QUOTED PASSAGE ::
►

0

Prove that any simple group $G$ of order $60$ is isomorphic to $A_5$.

I am studying abstract algebra from Artin and studying these assignment from a masters level math course.

It gives hint.

Use the result :

if $H < G$, then $[ G : H]\geq 5$; if $[G : H] = 5$ then $G$ is isomorphic to $A_5$. The assumption that $G$ has no subgroup of index $5$ leads to contradiction.

I am sorry to say but I am not able to follow the hint. Why should $[G:H] \geq 5$ and why $[G:H] = 5$ then $G$ must be isomorphic to $A_5$? and why assumption $G$ has no subgroup of index $5$ leads to contradiction?

Can you please shed some light on this? Any other method is also welcome.

◄

BRIEF ::
Decide whether each statement agrees with the algebra question, answering yes or no and quoting the words from it that settle the matter. 1. The hint states that if a subgroup has index 5, then G is isomorphic to A_5. 2. The writer is studying abstract algebra from Artin. 3. The writer will accept only a proof that follows the hint. The material placed after this point comes from a separate source.

GIVEN DATA ::

►

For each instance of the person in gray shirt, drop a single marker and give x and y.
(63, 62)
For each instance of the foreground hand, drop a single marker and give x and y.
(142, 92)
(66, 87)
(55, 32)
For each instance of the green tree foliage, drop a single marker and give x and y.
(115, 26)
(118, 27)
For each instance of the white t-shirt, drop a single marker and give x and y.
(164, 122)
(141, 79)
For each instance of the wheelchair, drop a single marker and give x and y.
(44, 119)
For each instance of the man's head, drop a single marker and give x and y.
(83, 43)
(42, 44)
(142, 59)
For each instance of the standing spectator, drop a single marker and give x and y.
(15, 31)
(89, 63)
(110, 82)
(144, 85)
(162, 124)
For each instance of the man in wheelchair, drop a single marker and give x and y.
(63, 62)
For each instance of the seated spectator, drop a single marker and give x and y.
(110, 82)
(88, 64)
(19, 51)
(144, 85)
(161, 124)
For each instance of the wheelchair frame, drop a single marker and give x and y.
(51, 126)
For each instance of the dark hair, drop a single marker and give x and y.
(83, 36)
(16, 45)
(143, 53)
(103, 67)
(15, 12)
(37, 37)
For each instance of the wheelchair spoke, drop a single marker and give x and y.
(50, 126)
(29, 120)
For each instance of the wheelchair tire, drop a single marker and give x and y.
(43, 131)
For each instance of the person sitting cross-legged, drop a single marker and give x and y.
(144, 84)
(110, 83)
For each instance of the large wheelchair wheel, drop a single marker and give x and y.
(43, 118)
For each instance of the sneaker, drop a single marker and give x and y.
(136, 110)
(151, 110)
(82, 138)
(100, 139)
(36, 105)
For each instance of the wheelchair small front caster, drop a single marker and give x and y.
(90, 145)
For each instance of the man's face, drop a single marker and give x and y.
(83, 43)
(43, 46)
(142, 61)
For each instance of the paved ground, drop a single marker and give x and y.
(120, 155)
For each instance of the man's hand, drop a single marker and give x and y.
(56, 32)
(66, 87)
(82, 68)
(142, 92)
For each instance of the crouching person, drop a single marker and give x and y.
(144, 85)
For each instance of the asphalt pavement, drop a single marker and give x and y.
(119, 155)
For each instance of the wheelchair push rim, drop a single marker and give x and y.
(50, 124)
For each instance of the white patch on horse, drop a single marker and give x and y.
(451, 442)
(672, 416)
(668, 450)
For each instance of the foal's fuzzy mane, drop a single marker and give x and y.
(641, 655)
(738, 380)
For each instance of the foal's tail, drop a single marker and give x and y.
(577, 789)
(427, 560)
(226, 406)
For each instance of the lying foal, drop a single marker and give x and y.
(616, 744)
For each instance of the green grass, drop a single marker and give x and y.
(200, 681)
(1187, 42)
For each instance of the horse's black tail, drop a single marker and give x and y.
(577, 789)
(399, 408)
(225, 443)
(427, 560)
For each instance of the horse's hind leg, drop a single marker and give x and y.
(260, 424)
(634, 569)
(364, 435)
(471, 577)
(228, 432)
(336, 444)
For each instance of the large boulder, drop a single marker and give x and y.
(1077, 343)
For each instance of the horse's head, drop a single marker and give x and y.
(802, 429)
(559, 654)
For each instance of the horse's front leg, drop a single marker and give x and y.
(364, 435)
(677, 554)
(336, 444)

◄

FINISHED TASK ::
1. Yes: "if $[G : H] = 5$ then $G$ is isomorphic to $A_5$"
2. Yes: "I am studying abstract algebra from Artin"
3. No: "Any other method is also welcome."